**Directions for this task:**
Find each line in the listing below that contains the word "cloud" and copy those lines. Matching is case-sensitive.

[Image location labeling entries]
---

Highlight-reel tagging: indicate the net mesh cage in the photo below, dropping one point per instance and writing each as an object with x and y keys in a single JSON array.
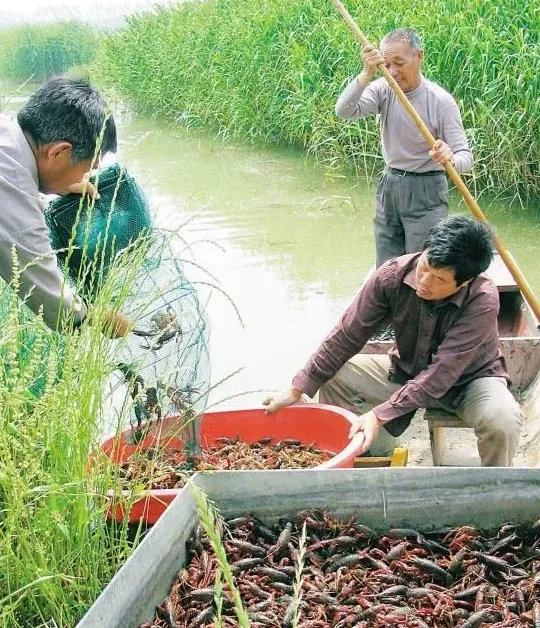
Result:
[{"x": 165, "y": 360}]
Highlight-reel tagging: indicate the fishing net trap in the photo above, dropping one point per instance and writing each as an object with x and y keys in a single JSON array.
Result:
[{"x": 165, "y": 361}]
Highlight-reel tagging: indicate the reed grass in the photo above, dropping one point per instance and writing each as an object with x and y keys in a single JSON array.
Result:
[
  {"x": 41, "y": 51},
  {"x": 271, "y": 72},
  {"x": 57, "y": 550},
  {"x": 212, "y": 524}
]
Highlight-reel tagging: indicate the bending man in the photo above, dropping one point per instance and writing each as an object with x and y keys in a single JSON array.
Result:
[
  {"x": 412, "y": 195},
  {"x": 446, "y": 353},
  {"x": 49, "y": 149}
]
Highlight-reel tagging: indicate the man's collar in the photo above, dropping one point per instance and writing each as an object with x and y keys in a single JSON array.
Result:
[{"x": 28, "y": 156}]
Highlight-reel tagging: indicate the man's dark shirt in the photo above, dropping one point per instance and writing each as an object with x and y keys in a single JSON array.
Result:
[{"x": 439, "y": 347}]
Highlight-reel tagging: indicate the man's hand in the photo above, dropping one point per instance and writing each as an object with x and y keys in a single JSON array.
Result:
[
  {"x": 369, "y": 425},
  {"x": 441, "y": 153},
  {"x": 282, "y": 400},
  {"x": 82, "y": 187},
  {"x": 115, "y": 324},
  {"x": 371, "y": 58}
]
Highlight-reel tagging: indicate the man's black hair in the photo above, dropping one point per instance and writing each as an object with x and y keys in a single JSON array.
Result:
[
  {"x": 407, "y": 35},
  {"x": 66, "y": 109},
  {"x": 461, "y": 243}
]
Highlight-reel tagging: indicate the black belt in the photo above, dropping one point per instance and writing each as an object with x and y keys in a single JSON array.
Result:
[{"x": 404, "y": 173}]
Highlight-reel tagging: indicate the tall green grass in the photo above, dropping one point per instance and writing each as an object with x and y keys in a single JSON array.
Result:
[
  {"x": 57, "y": 551},
  {"x": 41, "y": 51},
  {"x": 271, "y": 71}
]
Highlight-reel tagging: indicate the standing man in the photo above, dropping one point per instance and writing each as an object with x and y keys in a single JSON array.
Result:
[
  {"x": 446, "y": 352},
  {"x": 59, "y": 135},
  {"x": 413, "y": 193}
]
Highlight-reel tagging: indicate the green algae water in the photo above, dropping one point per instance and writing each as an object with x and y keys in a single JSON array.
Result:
[{"x": 288, "y": 243}]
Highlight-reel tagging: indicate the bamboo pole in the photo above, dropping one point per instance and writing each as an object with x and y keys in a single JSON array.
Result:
[{"x": 507, "y": 258}]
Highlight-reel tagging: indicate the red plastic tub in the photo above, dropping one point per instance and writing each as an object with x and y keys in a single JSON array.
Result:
[{"x": 324, "y": 426}]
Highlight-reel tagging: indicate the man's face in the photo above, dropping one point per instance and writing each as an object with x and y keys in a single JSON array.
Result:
[
  {"x": 56, "y": 170},
  {"x": 434, "y": 284},
  {"x": 403, "y": 63}
]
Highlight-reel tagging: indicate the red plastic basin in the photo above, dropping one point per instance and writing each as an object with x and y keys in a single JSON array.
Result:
[{"x": 324, "y": 426}]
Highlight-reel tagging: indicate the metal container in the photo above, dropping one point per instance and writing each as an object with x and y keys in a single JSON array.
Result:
[{"x": 423, "y": 498}]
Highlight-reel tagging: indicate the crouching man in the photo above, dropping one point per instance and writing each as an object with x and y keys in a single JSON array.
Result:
[{"x": 446, "y": 353}]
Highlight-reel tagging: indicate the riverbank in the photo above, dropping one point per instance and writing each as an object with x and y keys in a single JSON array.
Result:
[{"x": 271, "y": 74}]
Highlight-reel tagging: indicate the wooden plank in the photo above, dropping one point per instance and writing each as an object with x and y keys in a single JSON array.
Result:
[{"x": 366, "y": 462}]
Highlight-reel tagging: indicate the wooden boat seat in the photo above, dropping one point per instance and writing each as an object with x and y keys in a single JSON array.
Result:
[
  {"x": 438, "y": 421},
  {"x": 500, "y": 274}
]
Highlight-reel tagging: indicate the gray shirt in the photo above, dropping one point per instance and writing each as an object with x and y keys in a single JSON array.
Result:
[
  {"x": 22, "y": 224},
  {"x": 403, "y": 145}
]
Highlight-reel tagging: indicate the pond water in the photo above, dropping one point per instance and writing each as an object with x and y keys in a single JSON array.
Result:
[{"x": 288, "y": 242}]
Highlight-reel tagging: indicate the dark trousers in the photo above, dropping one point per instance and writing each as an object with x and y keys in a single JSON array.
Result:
[{"x": 406, "y": 208}]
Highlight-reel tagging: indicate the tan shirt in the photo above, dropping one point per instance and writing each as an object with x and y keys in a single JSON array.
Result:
[
  {"x": 403, "y": 145},
  {"x": 22, "y": 223}
]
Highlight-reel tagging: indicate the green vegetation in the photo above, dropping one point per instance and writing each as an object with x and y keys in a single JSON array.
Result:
[
  {"x": 38, "y": 52},
  {"x": 272, "y": 72},
  {"x": 57, "y": 550}
]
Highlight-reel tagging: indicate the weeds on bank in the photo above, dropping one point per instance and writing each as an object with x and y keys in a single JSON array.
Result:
[{"x": 271, "y": 72}]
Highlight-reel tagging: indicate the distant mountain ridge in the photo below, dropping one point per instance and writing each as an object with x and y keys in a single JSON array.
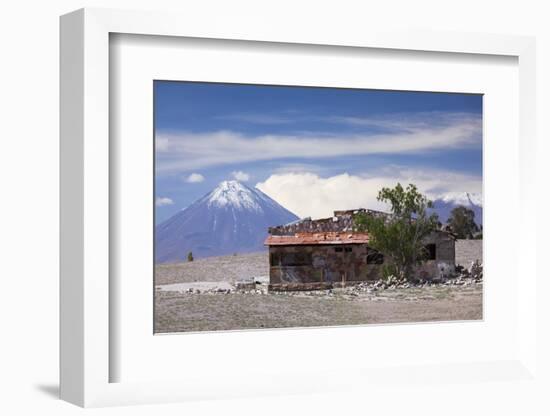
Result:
[
  {"x": 444, "y": 204},
  {"x": 232, "y": 218}
]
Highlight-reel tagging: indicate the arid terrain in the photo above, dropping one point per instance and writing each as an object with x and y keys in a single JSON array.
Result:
[{"x": 202, "y": 296}]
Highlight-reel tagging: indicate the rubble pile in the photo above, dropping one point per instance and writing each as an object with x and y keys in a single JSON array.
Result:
[{"x": 473, "y": 275}]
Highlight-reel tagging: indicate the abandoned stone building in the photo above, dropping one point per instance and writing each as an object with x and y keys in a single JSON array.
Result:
[{"x": 325, "y": 253}]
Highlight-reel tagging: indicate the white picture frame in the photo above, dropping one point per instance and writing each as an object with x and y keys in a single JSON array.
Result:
[{"x": 86, "y": 302}]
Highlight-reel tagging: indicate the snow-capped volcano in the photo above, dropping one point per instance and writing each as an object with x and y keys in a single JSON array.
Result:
[
  {"x": 236, "y": 195},
  {"x": 444, "y": 204},
  {"x": 232, "y": 218}
]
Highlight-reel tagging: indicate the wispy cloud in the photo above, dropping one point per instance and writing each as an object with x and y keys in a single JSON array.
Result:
[
  {"x": 240, "y": 175},
  {"x": 162, "y": 201},
  {"x": 308, "y": 194},
  {"x": 194, "y": 178},
  {"x": 253, "y": 118},
  {"x": 417, "y": 134}
]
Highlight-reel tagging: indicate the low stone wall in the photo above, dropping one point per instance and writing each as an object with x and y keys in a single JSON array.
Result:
[{"x": 468, "y": 251}]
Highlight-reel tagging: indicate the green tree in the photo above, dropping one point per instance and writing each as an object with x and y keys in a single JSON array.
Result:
[
  {"x": 399, "y": 236},
  {"x": 461, "y": 222}
]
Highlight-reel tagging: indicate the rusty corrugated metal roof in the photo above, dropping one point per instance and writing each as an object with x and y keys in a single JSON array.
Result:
[{"x": 317, "y": 238}]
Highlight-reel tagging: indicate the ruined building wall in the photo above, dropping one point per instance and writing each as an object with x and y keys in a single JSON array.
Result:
[{"x": 325, "y": 265}]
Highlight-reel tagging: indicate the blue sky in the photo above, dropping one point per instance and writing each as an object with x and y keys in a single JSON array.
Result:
[{"x": 312, "y": 149}]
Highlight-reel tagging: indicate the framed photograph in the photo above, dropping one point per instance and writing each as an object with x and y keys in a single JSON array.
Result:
[{"x": 260, "y": 212}]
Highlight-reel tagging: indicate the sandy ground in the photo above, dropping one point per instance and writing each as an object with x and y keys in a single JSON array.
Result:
[
  {"x": 214, "y": 269},
  {"x": 177, "y": 309},
  {"x": 178, "y": 312}
]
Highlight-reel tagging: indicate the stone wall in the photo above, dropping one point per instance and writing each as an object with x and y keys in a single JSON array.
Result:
[{"x": 329, "y": 264}]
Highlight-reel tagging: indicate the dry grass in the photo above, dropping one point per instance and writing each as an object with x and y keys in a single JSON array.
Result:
[
  {"x": 214, "y": 269},
  {"x": 177, "y": 312}
]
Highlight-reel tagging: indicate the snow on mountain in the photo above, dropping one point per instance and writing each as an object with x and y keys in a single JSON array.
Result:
[
  {"x": 232, "y": 218},
  {"x": 444, "y": 204}
]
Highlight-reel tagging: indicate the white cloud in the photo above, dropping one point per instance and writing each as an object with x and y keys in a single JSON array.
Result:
[
  {"x": 240, "y": 175},
  {"x": 160, "y": 202},
  {"x": 309, "y": 195},
  {"x": 194, "y": 178},
  {"x": 199, "y": 150}
]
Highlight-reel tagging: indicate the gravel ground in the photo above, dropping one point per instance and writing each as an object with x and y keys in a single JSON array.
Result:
[
  {"x": 178, "y": 309},
  {"x": 214, "y": 269},
  {"x": 180, "y": 312}
]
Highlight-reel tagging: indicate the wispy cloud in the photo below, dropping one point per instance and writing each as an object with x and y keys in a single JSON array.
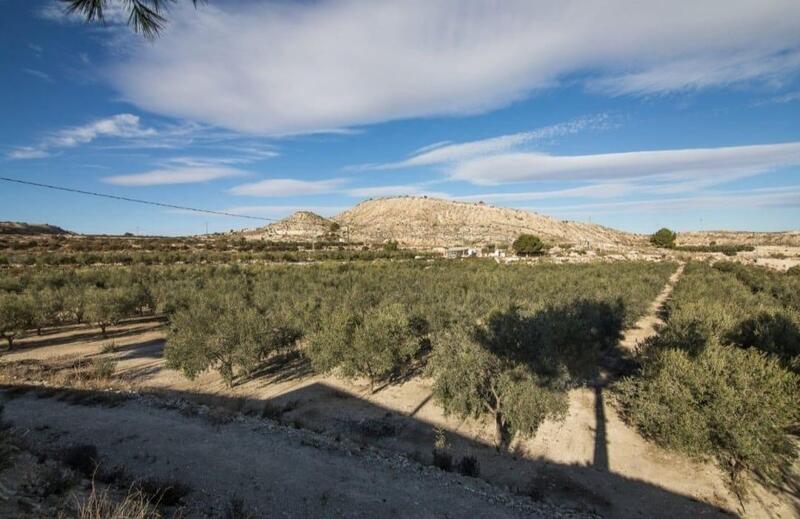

---

**Exercise response:**
Highlight-reel tagging: indicate the wispy cloud in the photo above, dropping one point per instance and writing each as an object with x and y keys in a single JSON array.
Highlight-reel tagging: indicate the white cloud in the photo above, dropping one point per instance and writing each as an object with x and y keys in a single JSON array.
Highlight-reel tagging: indicate the wispy cloud in the photo below, dropping one point per instance and writing each as an object with x and y keys in a single JSON array.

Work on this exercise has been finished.